* [TEXT]
*** Begin section ***
# Deer Photos



## stonebroke (Dec 16, 2004)

I do quite a bit of outdoor/wildlife photography. I don't know what I might have posted here recently, but here are a few of the photos I've taken this fall. I'll post more as I have time. Hope you all enjoy them.


----------



## north14 (Oct 1, 2004)

Very nice pics!! Keep them coming. :beer:


----------



## djleye (Nov 14, 2002)

Damn........Nice deer!!!! Want a hunting partner!!!! :lol:


----------



## HUNTNFISHND (Mar 16, 2004)

Very nice!

What kind of camera and lens do you use?


----------



## Fallguy (Jan 23, 2004)

Those are nice pictures. Do you both mulies and whitetails in your area or were those pictures taken in different areas?


----------



## stonebroke (Dec 16, 2004)

Fallguy said:


> Those are nice pictures. Do you both mulies and whitetails in your area or were those pictures taken in different areas?


We have both Mulies and Whitetails here.....I'd say it's close to a 50/50 mix. You never know what you are going to run into when you go hunting.....

I use a Canon Digital Rebel XT. The lens used in these photos is a Canon 75-300. I need to upgrade my lens when I get a few extra bucks. This lens does an ok job in good light, but is quite slow and isn't really adequate in lower light. A lens with more magnification would be better too, but you're talking big bucks to get into the kind of lens I'd really like!!

Here's a couple more photos I've taken recently...


----------



## ringneckhnter (Nov 27, 2006)

That back one looks like a realy big deer, do you have another picture of him with is head up?? by the way these pictures are outstanding. i'd like to see some roosters if you got em.


----------



## stonebroke (Dec 16, 2004)

ringneckhnter said:


> That back one looks like a realy big deer, do you have another picture of him with is head up?? by the way these pictures are outstanding. i'd like to see some roosters if you got em.
*** End section ***
[Dataset excerpts]
*** Begin section ***
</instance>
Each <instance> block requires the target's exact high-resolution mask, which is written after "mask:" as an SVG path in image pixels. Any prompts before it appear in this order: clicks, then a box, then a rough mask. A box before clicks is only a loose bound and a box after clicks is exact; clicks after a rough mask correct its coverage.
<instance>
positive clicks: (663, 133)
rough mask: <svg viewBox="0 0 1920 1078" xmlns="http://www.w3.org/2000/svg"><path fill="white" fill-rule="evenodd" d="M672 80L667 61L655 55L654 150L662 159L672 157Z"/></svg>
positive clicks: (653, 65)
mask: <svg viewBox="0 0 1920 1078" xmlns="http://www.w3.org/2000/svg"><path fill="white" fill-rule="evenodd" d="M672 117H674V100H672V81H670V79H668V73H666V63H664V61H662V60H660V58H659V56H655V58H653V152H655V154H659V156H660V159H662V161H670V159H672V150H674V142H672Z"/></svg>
*** End section ***
* [REQUIRED ACTION] Continue the deer photos forum thread from the point where it stops.

* [WRITTEN ANSWER]
Here's one with his head up. I don't have much for pheasant pictures, but here's one standing next to a small whitetail buck.......kind of strange how they ignore deer but panic with they see a human!!


----------



## djleye (Nov 14, 2002)

Awesome Photos!!!!!!


----------



## ringneckhnter (Nov 27, 2006)

that's pretty rare, rooster pheasant next to a buck, these are great photos. that is a phenomenal buck!


----------



## ND decoy (Feb 1, 2003)

Very nice.


----------



## Burly1 (Sep 20, 2003)

Terrific photos! I can see a camera upgrade in my future. Burl


----------



## USSapper (Sep 26, 2005)

stone broke, those are some very good pictures with lots of detail in them. The color is unreal. I have always been interested in photography, just wondering, how close are you to most of these animal(deer). Do you sneek up on them or just take them from a vehicle?


----------



## stonebroke (Dec 16, 2004)

USSapper said:


> stone broke, those are some very good pictures with lots of detail in them. The color is unreal. I have always been interested in photography, just wondering, how close are you to most of these animal(deer). Do you sneek up on them or just take them from a vehicle?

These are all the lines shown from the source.